▶ What is expected
Show each line in the items below that contains the word "plant".

▶ Provided data

--- START ---

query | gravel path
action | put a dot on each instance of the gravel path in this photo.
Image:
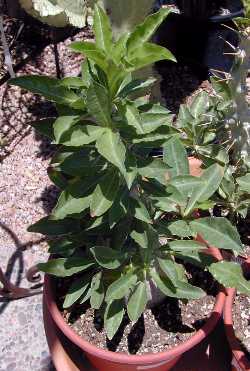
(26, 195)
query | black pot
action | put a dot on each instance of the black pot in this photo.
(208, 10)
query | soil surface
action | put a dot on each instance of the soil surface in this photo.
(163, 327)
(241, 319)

--- END ---
--- START ---

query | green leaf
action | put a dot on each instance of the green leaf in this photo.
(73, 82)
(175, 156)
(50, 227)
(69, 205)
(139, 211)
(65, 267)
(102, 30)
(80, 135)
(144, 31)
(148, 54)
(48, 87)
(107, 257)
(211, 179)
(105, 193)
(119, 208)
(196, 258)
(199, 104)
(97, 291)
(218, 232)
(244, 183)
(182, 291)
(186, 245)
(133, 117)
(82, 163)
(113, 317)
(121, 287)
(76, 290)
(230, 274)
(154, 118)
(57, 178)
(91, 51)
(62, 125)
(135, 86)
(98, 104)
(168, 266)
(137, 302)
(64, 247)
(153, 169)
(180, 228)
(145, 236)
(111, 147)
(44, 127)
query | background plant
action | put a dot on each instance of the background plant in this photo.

--- END ---
--- START ---

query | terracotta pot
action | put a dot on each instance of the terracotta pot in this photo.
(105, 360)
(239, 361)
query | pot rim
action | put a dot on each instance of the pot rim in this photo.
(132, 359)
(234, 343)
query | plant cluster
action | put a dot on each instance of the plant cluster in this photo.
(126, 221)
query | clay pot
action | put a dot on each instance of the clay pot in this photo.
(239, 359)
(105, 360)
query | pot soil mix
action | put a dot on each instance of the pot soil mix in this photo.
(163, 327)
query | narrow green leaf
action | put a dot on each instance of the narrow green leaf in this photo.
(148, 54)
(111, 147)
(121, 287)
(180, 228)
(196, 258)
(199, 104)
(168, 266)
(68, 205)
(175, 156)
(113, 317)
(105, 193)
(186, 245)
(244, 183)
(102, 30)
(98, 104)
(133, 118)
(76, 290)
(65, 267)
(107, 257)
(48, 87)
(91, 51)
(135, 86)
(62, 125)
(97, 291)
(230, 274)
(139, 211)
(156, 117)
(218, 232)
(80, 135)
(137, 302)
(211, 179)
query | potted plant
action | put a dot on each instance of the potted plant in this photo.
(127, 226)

--- END ---

▶ Output for this exercise
query | background plant
action | put a dot on each instance of the background plant in this photo.
query | plant cluster
action | put a dot on each instance of the plant cluster in this photo.
query | potted plant
action | put a dot on each instance of the potted plant in this photo.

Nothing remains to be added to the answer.